- _Problem details_: Could you give these lines again with every "Result" replaced by "Output" and everything else left unchanged?

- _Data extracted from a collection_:

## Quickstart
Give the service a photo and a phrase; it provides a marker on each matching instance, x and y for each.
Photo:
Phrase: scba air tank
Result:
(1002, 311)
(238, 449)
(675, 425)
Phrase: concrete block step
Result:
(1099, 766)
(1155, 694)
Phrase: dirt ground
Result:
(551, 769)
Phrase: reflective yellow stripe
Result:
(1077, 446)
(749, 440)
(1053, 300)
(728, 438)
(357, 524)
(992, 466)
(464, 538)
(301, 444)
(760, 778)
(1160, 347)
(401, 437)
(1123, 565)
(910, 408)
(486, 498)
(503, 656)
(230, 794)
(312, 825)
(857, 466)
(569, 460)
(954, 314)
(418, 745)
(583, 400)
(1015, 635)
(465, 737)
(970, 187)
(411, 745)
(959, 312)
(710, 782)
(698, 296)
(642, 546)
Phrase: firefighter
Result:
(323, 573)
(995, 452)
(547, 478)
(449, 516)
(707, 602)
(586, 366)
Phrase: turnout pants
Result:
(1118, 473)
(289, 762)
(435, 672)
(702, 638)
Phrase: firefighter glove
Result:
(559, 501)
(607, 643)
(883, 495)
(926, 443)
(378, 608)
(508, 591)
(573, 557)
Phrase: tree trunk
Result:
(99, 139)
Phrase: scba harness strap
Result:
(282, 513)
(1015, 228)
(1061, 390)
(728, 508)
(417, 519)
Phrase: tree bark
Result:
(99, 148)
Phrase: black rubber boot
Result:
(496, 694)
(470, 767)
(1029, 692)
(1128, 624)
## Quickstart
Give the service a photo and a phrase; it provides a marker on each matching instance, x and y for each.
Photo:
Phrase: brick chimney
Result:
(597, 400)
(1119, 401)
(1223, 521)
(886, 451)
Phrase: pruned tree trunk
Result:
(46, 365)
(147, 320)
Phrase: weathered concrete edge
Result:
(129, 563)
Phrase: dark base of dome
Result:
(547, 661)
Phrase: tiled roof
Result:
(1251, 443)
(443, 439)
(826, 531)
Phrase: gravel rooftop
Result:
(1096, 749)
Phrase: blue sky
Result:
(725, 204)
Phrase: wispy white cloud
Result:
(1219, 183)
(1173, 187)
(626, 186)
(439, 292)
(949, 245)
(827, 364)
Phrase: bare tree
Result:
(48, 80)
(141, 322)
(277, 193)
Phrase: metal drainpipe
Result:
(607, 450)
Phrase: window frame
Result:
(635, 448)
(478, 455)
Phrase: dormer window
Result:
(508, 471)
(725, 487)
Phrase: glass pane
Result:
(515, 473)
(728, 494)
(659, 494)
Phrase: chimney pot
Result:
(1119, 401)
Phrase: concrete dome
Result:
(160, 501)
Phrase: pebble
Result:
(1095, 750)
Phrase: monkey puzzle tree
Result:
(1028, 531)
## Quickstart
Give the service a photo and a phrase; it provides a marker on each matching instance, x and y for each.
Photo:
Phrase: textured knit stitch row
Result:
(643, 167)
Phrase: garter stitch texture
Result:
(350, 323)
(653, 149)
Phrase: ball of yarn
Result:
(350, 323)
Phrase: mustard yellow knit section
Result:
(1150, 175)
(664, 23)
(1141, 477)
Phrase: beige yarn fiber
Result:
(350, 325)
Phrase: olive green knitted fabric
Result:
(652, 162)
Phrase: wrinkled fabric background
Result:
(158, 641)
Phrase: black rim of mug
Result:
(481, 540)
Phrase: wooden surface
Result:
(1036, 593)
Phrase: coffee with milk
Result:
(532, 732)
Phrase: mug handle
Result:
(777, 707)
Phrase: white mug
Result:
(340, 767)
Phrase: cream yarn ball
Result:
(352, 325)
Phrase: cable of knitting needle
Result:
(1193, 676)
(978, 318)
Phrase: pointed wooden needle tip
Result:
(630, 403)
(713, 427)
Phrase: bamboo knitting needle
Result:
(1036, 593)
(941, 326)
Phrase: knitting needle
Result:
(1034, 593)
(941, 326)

- _Expected answer_:
## Quickstart
Give the service a photo and a phrase; it provides a marker on each matching instance, x and y for each.
Photo:
Phrase: scba air tank
Output:
(1002, 311)
(238, 449)
(675, 425)
Phrase: concrete block step
Output:
(1099, 766)
(1155, 694)
Phrase: dirt ground
Output:
(551, 769)
Phrase: reflective yellow stripe
Output:
(1077, 446)
(749, 440)
(1053, 300)
(728, 438)
(357, 524)
(992, 466)
(464, 538)
(301, 444)
(760, 778)
(1160, 347)
(401, 437)
(1123, 565)
(910, 408)
(486, 498)
(503, 656)
(230, 794)
(312, 825)
(857, 466)
(569, 460)
(954, 314)
(418, 745)
(583, 400)
(1015, 635)
(465, 737)
(970, 187)
(411, 745)
(959, 312)
(710, 782)
(698, 296)
(642, 546)
Phrase: firefighter
Output:
(323, 573)
(995, 452)
(547, 478)
(449, 516)
(707, 602)
(586, 366)
Phrase: turnout pants
Output:
(1118, 473)
(289, 762)
(435, 672)
(702, 638)
Phrase: firefighter glove
Output:
(559, 501)
(607, 643)
(883, 495)
(926, 443)
(378, 608)
(508, 591)
(573, 557)
Phrase: tree trunk
Output:
(99, 139)
Phrase: scba harness strap
Output:
(282, 513)
(1015, 228)
(1061, 390)
(728, 508)
(417, 519)
Phrase: tree bark
Output:
(99, 148)
Phrase: black rubber boot
Output:
(496, 694)
(470, 767)
(1029, 692)
(1128, 624)
## Quickstart
Give the service a photo and a phrase; it provides a marker on each matching instance, x and y for each.
Photo:
Phrase: brick chimney
Output:
(597, 400)
(1119, 401)
(1223, 521)
(886, 451)
Phrase: pruned tree trunk
Output:
(46, 365)
(147, 320)
Phrase: weathered concrete edge
Output:
(129, 563)
Phrase: dark base of dome
Output:
(547, 661)
Phrase: tiled roof
Output:
(1251, 443)
(443, 439)
(826, 531)
Phrase: gravel rooftop
Output:
(1096, 749)
Phrase: blue sky
Output:
(725, 204)
Phrase: wispy white cloud
Output:
(1219, 183)
(1173, 187)
(626, 186)
(439, 292)
(949, 245)
(827, 364)
Phrase: bare tree
Output:
(48, 80)
(141, 322)
(277, 193)
Phrase: metal drainpipe
Output:
(607, 450)
Phrase: window frame
Output:
(635, 448)
(478, 455)
Phrase: dormer window
Output:
(508, 471)
(725, 487)
Phrase: glass pane
Output:
(515, 473)
(728, 494)
(659, 494)
Phrase: chimney pot
Output:
(1119, 401)
Phrase: concrete dome
Output:
(160, 501)
Phrase: pebble
Output:
(1095, 750)
Phrase: monkey puzzle tree
Output:
(1028, 531)
## Quickstart
Give the service a photo and a phrase; it provides a marker on each matching instance, x and y for each.
Photo:
Phrase: textured knit stitch row
Output:
(643, 167)
Phrase: garter stitch texture
Output:
(350, 323)
(653, 149)
Phrase: ball of yarn
Output:
(350, 323)
Phrase: mustard yellow knit section
Output:
(1150, 175)
(664, 23)
(1141, 477)
Phrase: beige yarn fiber
Output:
(350, 325)
Phrase: olive green knitted fabric
Output:
(652, 162)
Phrase: wrinkled fabric background
Output:
(158, 641)
Phrase: black rim of mug
Output:
(481, 540)
Phrase: wooden surface
Output:
(1036, 593)
Phrase: coffee with milk
Output:
(532, 732)
Phrase: mug handle
Output:
(777, 707)
Phrase: white mug
Output:
(340, 767)
Phrase: cream yarn ball
Output:
(352, 325)
Phrase: cable of knitting needle
Output:
(1193, 676)
(978, 318)
Phrase: pointed wooden needle tip
Output:
(630, 403)
(713, 427)
Phrase: bamboo knitting needle
Output:
(1036, 593)
(941, 326)
Phrase: knitting needle
Output:
(1034, 593)
(941, 326)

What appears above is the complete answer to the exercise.